■ Your task ■
Line by line, restate the material word for word, omitting any image.

■ Input material ■
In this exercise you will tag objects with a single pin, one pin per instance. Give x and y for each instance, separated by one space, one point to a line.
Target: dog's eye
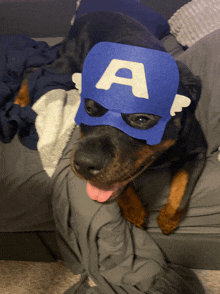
141 121
94 109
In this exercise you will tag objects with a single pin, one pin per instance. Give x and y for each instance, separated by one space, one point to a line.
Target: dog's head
116 145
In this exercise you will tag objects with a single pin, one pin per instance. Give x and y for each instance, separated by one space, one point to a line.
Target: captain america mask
128 80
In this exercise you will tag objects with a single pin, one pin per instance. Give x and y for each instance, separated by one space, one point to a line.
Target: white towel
55 122
195 20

■ Result ■
In this exercise you will tag objects with a single pin, one pin per instance. Give x and y for each instance, separated by one space, one point to a line.
Target: dog's eye
141 121
94 109
In this exercise you will tag objects with a single pin, one pin per instance. Give x and y for each instance, separated by one space, one point to a line.
Target: dog's head
116 145
In this exercise you will tag objects with a single pin, one pin per instance. Give x and y for each instance, separated by one space, one point to a line.
Target: captain america mask
128 80
In this exercise you will tag objects with a single pin, one pin per instance. Give x and y for each instance, separated by one space, one point to a line.
Target: white towel
55 122
195 20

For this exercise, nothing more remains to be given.